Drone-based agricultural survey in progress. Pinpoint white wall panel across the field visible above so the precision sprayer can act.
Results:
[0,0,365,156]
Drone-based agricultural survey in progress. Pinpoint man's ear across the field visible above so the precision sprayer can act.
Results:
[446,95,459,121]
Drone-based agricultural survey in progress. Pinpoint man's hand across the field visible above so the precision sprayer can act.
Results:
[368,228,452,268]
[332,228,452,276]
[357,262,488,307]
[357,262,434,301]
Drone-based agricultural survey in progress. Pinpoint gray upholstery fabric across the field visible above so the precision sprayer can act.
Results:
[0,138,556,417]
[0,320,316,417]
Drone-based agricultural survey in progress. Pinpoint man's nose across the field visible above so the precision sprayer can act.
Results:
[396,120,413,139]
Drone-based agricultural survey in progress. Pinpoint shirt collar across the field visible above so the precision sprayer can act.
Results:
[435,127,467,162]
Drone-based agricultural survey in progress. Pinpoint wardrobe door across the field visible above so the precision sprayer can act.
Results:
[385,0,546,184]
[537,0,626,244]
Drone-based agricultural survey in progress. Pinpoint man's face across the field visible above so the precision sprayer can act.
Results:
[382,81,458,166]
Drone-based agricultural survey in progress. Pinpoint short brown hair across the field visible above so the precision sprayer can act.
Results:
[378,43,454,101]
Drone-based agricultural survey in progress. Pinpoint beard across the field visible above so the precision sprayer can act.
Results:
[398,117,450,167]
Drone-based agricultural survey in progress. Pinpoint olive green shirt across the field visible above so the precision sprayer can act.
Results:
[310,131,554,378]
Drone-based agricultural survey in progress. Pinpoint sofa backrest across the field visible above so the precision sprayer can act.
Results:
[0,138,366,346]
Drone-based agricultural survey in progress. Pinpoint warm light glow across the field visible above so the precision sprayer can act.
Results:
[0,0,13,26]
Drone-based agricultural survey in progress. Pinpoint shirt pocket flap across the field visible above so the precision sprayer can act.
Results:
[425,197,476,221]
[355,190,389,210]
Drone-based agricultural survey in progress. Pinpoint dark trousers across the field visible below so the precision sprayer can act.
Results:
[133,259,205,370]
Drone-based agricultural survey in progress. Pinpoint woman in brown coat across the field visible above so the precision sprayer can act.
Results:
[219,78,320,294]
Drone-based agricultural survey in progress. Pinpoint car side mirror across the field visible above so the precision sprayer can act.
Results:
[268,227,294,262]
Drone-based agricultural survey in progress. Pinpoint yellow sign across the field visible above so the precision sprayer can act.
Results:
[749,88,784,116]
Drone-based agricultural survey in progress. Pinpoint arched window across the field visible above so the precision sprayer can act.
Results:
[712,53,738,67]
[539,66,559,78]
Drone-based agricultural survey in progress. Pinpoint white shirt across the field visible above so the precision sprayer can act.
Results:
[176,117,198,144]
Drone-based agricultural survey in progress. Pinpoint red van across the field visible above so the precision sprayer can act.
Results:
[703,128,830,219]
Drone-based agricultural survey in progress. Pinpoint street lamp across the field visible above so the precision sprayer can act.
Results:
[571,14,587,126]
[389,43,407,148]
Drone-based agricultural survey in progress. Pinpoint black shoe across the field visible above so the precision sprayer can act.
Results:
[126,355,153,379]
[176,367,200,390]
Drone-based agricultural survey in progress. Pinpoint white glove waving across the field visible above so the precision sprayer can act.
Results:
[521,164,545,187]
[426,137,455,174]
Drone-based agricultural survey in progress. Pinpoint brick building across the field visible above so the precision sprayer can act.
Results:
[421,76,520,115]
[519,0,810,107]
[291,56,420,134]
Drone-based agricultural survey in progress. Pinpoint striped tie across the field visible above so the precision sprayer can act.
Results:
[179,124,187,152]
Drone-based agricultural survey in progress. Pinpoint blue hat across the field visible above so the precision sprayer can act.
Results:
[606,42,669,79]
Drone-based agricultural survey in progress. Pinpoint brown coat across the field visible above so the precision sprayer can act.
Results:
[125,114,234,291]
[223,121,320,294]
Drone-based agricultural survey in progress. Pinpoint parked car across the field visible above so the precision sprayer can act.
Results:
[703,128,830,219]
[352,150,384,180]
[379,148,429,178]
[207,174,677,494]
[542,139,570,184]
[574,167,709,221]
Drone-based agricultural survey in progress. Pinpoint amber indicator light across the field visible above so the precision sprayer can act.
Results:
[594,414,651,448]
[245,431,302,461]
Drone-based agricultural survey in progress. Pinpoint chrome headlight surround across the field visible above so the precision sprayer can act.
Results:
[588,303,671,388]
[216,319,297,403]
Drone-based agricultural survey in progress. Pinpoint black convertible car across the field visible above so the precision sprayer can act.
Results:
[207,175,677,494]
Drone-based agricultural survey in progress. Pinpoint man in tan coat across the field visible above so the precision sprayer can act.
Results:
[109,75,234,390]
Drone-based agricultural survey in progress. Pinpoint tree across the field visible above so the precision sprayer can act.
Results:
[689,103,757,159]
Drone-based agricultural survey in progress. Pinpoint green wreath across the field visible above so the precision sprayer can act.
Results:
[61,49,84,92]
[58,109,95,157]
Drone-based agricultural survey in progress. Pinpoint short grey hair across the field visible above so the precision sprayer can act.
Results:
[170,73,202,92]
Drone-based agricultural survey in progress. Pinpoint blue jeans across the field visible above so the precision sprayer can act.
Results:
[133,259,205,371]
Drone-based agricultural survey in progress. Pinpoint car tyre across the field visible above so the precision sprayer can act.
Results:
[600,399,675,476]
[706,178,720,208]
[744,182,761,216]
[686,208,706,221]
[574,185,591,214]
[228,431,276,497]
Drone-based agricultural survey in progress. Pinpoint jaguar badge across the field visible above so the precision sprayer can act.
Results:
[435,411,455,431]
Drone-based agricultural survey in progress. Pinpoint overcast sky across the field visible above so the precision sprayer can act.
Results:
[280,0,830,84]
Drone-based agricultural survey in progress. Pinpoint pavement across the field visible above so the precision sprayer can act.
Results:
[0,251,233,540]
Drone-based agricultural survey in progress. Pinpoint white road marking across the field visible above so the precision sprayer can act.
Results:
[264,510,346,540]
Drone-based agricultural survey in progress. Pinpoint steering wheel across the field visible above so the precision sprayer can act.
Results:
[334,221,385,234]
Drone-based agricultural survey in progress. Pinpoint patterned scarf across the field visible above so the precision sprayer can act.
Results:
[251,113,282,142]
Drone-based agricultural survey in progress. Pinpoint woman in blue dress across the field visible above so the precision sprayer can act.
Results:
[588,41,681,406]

━━━

**Aim of the task**:
Count the lines in the items above that contain the word "green". Give only the number.

**Expected output**:
2